> [Problem]
When you reach the line that contains "rule | a point", begin copying exactly, and continue through the last line of the data; no pictures belong in the copy.
○ ○ ○ ○ ○
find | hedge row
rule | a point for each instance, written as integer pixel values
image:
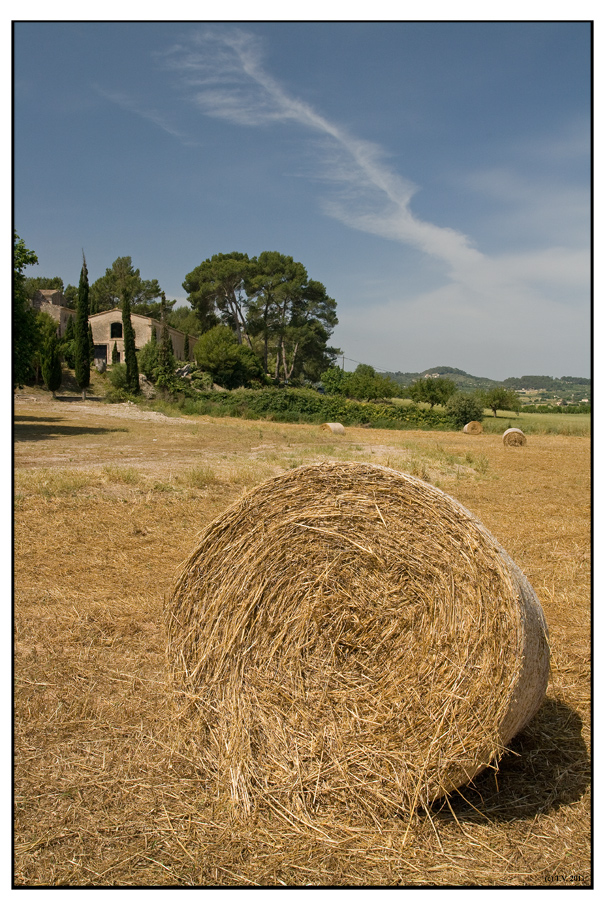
(293, 405)
(556, 408)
○ ○ ○ ○ ○
> [Result of this exercise]
rule | a point for each instance, written as integer pixel values
image:
(293, 405)
(556, 408)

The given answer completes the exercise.